Data to use |
::::::

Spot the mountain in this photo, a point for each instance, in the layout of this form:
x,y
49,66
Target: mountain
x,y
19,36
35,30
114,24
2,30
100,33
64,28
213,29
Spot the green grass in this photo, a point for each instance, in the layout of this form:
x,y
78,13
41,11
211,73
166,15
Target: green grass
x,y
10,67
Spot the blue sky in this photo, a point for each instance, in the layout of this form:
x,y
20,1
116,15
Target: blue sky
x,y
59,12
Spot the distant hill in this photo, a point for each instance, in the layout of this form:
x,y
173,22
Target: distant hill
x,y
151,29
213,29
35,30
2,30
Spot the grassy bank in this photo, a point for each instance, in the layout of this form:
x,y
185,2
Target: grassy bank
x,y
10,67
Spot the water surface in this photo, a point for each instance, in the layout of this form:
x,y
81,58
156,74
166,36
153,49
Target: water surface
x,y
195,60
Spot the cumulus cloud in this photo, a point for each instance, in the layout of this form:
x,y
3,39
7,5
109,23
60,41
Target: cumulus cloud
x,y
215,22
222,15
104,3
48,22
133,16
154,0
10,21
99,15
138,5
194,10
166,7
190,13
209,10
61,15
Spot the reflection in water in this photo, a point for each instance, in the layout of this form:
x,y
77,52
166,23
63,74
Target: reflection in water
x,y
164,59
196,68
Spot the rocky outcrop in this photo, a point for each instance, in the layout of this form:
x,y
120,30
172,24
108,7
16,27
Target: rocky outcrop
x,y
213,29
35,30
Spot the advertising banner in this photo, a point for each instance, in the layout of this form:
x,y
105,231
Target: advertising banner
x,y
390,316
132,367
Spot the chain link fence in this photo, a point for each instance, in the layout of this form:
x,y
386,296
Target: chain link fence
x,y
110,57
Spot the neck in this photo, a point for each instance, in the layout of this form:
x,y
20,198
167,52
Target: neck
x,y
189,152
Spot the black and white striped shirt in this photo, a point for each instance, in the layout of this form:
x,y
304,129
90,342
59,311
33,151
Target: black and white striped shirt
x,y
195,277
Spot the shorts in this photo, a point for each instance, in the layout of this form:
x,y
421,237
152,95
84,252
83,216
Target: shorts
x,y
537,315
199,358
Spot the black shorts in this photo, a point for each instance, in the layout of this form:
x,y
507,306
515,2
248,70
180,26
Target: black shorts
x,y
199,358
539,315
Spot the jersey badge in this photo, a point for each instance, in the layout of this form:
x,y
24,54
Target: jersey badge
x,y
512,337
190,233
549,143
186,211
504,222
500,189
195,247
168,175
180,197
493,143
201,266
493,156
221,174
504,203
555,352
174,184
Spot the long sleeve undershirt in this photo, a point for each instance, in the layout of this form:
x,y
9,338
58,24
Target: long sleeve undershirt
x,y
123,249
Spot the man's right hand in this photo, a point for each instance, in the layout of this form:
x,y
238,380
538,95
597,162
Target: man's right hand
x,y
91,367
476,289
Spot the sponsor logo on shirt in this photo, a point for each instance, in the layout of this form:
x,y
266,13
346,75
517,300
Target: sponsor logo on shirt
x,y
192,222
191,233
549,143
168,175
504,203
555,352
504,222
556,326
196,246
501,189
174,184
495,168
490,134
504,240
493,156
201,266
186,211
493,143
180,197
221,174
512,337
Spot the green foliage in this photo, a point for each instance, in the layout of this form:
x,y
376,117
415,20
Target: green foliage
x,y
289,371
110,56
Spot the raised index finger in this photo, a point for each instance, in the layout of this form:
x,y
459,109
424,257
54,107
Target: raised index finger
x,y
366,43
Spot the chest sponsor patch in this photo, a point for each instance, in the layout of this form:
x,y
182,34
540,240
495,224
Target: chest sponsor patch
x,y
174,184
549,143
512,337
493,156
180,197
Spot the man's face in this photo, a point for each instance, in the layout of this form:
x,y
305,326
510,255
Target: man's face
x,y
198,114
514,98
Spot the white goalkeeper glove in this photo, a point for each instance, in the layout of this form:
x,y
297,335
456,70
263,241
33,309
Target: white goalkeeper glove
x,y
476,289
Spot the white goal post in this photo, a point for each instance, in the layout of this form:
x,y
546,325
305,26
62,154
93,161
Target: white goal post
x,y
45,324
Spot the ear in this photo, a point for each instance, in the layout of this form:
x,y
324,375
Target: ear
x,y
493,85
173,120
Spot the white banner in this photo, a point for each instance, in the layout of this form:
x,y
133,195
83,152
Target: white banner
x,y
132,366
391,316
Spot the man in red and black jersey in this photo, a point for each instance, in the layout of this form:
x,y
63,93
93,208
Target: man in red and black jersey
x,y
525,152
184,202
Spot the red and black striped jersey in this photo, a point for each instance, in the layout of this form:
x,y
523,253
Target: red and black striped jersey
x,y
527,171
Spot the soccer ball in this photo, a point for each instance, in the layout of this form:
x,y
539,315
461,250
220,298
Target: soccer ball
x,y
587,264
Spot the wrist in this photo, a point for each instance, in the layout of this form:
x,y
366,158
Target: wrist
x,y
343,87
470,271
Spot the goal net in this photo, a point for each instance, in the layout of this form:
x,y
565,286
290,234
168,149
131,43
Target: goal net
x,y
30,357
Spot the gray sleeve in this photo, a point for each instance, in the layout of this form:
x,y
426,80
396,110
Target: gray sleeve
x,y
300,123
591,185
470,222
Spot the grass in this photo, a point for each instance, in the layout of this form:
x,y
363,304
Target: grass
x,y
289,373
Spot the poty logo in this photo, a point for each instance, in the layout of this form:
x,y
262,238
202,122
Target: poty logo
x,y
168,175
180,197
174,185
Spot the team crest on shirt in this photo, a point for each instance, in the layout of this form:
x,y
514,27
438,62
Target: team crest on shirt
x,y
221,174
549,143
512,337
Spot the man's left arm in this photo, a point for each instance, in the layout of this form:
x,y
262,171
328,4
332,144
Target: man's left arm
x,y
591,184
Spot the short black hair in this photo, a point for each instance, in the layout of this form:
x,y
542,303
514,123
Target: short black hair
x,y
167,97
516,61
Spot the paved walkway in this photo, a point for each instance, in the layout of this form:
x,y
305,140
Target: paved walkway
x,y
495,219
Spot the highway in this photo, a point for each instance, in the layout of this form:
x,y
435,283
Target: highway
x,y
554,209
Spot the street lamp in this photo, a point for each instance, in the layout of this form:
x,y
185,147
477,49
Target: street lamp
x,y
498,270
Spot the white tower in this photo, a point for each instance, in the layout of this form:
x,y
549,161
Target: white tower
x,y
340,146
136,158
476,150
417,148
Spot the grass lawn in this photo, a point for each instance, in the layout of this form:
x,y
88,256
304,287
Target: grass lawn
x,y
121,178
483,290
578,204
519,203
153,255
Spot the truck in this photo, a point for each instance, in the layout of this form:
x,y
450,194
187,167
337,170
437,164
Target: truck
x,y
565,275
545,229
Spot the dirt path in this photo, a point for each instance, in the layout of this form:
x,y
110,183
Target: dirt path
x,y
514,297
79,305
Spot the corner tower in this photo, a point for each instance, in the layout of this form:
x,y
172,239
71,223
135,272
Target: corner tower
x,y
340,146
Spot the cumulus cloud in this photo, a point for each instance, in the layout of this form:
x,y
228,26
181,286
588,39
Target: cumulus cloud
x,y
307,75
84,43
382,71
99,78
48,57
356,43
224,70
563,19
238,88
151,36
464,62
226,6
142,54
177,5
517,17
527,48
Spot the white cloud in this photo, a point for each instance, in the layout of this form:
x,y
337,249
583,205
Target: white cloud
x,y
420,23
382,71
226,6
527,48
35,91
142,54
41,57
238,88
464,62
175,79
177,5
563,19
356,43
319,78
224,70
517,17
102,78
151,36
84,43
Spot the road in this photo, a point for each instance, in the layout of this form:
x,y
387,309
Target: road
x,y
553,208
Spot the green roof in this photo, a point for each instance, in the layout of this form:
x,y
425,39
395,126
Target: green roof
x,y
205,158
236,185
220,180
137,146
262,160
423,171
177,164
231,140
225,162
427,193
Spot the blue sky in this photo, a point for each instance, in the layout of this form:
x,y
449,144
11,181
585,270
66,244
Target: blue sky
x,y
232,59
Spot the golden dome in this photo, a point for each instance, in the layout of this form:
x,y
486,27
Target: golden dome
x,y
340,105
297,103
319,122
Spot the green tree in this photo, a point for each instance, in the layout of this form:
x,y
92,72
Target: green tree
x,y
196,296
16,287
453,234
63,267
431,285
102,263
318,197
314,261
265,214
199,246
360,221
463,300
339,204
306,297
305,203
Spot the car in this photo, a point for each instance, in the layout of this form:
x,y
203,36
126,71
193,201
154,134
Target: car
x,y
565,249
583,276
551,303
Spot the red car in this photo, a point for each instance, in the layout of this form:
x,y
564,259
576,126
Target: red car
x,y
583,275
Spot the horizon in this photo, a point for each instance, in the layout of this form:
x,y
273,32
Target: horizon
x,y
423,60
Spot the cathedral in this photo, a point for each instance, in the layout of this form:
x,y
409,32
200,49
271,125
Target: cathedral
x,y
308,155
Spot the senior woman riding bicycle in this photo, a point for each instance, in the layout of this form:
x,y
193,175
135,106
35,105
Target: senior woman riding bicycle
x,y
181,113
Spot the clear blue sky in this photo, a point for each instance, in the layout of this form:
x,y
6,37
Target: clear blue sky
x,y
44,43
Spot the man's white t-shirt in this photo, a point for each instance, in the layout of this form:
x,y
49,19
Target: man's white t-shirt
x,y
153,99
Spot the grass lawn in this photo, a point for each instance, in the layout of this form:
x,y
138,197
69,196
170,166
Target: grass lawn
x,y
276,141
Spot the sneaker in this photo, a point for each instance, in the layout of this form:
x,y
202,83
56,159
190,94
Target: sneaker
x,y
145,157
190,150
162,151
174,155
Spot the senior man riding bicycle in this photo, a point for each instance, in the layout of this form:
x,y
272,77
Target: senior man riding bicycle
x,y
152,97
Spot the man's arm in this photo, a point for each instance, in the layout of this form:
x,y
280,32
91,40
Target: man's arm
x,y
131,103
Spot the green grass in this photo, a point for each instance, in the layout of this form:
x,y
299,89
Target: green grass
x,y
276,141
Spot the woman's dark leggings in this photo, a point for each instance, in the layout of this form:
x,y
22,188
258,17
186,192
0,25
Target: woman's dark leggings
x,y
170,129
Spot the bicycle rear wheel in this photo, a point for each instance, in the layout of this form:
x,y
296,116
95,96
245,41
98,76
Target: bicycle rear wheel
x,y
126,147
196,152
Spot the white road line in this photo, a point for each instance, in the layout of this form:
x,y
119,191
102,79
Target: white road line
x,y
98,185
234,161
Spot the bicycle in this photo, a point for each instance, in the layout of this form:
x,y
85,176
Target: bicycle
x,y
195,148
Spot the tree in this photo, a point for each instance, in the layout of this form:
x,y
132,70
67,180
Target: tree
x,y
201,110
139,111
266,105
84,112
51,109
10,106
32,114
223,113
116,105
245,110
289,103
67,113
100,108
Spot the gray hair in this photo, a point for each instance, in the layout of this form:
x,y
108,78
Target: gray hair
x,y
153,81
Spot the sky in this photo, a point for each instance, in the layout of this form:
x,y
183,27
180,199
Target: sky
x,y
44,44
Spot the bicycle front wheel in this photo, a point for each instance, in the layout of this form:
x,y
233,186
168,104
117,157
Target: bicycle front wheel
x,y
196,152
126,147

::::::

Job |
Repeat, without changes, every line from the one that contains "Spot the white road" through the final line of the data.

Answer to the problem |
Spot the white road line in this photo, a point for each instance, in the layout of this form:
x,y
119,191
102,79
Target: white road line
x,y
98,185
234,161
Spot the bicycle in this photo, a point for each instance, in the layout of this form:
x,y
85,176
Target: bicycle
x,y
195,148
Spot the tree in this photo, a point for each instance, in the layout of this form:
x,y
132,70
67,180
Target: tree
x,y
201,110
139,111
266,105
84,112
51,109
10,106
32,114
223,113
116,105
245,110
289,103
67,113
100,108
Spot the gray hair in this photo, a point for each instance, in the layout of this form:
x,y
108,78
Target: gray hair
x,y
153,81
Spot the sky in this photo, a point for each instance, in the layout of this form:
x,y
183,27
180,199
Target: sky
x,y
44,44
Spot the bicycle front wheel in this photo, a point for each instance, in the layout of this form:
x,y
233,186
168,104
117,157
Target: bicycle front wheel
x,y
196,152
126,147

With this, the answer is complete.